• [Yapılacak iş] Para politikası yazısındaki birinci senaryoya göre bu koşullar sürerse ortaya çıkacağı söylenen sonuçların hepsini sırayla listele.

• [Sayfadan bölüm]
┌──
Önümüzdeki dönemde para politikası

Fatih ÖZATAY
Fatih ÖZATAY EKONOMİDE UFUK TURU dunyaweb@dunya.com




Geçen hafta içinde Merkez Bankası (TCMB) yılın ikinci enflasyon raporunu bir basın toplantısı ile açıkladı. Bu rapor ve raporun sunumu sırasında Sayın Erdem Başçı'nın yaptığı konuşma sayesinde 2012'nin geriye kalan döneminde para politikasının nasıl şekillenebileceği daha bir belirginleşti. Para politikasının bundan sonra alacağı biçim iki gelişme tarafından belirlenecek. İlki yurtdışındaki koşullar. Bu koşullar hakkında büyük bir belirsizlik var.

Birinci senaryo: 2012'nin ilk dört ayı 2011'in ikinci yarısı ile kıyaslandığında daha olumlu geçti. Bu koşullar sürerse, para politikası açısından görece rahat bir dönem olacak. Çünkü yurtdışından döviz girişlerinde bir sorun yaşanmayacak ve döviz kuruna aşağıya doğru baskı gelebilecek. Hız kesen büyüme ile birlikte düşen ya da fazla artmayan döviz kuru, yüzde 6.5 olarak açıklanan yıl sonu enflasyon tahmininin gerçekleştirilmesini kolaylaştıracak.
└──
• [Satırlar]
┌──
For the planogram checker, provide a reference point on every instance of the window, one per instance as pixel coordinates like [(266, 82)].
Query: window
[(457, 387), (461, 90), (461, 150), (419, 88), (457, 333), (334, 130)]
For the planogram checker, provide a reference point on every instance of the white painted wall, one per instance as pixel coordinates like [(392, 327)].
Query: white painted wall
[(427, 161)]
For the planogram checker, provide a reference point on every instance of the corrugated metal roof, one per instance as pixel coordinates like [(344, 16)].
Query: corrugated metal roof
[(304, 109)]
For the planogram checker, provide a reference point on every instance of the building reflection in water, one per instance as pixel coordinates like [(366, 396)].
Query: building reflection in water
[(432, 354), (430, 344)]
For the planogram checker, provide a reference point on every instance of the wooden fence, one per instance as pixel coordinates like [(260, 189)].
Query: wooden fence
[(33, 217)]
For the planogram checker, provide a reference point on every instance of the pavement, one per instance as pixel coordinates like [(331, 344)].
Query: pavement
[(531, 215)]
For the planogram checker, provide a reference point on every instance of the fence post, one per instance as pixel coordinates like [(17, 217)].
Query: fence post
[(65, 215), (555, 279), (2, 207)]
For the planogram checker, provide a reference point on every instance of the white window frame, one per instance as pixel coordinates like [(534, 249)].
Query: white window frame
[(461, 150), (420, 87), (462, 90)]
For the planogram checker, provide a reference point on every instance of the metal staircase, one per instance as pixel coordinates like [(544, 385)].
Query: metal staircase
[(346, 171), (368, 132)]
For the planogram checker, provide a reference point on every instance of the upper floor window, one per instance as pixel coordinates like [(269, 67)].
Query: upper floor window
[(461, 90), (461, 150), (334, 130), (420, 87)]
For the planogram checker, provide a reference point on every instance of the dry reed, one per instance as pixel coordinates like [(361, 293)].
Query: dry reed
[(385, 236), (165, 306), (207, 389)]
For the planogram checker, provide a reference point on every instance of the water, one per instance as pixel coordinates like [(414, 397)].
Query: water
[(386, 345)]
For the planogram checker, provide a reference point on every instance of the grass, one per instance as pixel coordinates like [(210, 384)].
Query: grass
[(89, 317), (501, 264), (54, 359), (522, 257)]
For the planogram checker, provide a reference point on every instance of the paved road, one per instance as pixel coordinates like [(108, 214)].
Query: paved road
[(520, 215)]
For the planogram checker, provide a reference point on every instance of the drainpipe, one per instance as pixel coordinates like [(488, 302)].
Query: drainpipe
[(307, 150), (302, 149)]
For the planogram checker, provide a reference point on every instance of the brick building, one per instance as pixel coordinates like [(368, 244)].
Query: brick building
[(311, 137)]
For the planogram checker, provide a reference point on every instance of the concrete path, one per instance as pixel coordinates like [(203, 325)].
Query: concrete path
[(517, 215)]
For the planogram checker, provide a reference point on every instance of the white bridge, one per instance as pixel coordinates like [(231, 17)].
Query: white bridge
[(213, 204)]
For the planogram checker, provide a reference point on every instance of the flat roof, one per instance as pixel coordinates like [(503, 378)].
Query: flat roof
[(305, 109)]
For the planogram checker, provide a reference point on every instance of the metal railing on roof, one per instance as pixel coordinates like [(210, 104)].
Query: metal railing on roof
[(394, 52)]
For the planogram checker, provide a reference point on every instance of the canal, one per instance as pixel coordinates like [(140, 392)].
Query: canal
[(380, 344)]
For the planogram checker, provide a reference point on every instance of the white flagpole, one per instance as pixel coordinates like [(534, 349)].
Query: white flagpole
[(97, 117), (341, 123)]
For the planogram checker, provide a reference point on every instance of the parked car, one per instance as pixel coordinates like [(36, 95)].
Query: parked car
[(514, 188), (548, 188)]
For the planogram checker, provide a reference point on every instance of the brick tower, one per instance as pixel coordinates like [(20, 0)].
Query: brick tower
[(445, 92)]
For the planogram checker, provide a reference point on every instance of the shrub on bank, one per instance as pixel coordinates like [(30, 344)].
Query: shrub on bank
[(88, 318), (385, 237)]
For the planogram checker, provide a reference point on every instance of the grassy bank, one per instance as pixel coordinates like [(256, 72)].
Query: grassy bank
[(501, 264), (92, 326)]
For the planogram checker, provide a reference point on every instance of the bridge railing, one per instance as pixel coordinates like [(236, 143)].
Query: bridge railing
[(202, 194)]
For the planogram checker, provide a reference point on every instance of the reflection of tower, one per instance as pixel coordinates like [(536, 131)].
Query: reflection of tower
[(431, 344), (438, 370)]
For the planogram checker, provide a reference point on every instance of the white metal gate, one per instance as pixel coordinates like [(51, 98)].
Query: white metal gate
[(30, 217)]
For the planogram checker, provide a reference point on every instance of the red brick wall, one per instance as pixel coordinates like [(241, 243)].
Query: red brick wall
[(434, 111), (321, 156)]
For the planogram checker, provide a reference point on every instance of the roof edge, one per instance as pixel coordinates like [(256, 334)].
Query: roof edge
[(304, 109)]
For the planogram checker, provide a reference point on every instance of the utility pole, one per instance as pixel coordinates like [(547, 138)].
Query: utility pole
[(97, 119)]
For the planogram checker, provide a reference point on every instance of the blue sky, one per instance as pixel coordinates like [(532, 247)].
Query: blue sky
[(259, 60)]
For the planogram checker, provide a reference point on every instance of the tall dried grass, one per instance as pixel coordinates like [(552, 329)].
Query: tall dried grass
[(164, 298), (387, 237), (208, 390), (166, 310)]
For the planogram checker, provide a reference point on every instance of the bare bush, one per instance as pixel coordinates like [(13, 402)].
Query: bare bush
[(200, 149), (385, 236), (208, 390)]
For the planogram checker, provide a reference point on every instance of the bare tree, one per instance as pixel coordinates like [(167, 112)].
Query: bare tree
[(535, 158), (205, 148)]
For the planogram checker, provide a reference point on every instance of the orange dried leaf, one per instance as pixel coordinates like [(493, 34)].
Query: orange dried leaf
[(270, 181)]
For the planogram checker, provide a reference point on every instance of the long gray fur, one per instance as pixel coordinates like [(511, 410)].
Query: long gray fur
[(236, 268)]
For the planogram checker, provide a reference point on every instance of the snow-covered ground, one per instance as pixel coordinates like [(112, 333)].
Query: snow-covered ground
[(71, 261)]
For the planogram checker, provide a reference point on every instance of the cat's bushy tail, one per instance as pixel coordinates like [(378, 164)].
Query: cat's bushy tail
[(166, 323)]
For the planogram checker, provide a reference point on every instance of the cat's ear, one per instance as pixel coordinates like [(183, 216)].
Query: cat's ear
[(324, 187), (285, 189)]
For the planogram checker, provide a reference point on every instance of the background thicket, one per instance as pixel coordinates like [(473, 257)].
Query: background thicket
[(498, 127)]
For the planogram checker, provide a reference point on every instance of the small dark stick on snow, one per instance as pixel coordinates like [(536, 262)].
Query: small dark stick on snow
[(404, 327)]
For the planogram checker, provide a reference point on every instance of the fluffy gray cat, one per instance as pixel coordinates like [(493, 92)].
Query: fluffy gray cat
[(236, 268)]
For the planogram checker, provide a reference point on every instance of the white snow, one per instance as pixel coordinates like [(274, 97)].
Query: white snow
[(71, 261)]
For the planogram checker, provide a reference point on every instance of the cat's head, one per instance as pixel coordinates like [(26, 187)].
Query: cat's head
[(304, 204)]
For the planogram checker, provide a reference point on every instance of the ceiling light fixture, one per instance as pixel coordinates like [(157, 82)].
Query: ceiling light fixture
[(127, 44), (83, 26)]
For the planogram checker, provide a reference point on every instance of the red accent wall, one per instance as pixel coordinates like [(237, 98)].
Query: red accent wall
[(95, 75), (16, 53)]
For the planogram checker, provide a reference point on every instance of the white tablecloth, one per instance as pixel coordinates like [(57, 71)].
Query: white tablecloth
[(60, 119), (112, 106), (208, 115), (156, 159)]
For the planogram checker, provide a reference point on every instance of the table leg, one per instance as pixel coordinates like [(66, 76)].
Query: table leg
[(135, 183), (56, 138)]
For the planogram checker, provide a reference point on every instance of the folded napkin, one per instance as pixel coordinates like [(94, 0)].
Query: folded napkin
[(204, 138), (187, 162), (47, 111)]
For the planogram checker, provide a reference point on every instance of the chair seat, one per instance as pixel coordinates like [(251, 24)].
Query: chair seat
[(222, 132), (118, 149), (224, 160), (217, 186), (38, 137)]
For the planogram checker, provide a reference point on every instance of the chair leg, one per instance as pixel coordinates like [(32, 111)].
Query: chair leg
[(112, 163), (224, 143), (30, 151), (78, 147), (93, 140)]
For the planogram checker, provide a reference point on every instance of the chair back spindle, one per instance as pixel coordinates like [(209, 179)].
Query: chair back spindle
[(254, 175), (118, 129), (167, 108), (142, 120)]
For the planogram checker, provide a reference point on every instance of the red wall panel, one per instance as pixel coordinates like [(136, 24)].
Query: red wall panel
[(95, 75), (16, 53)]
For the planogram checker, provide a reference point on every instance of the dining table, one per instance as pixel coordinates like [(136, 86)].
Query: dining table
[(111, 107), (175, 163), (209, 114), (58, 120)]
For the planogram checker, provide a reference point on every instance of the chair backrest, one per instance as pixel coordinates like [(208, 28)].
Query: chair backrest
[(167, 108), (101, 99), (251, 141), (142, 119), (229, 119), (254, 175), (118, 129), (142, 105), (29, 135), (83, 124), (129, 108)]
└──
• [Çözüm]
- Para politikası açısından görece rahat bir dönem olacak.
- Yurtdışından döviz girişlerinde bir sorun yaşanmayacak.
- Döviz kuruna aşağıya doğru baskı gelebilecek.
- Hız kesen büyümeyle birlikte düşen ya da fazla artmayan döviz kuru, yüzde 6.5 olarak açıklanan yıl sonu enflasyon tahmininin gerçekleşmesini kolaylaştıracak.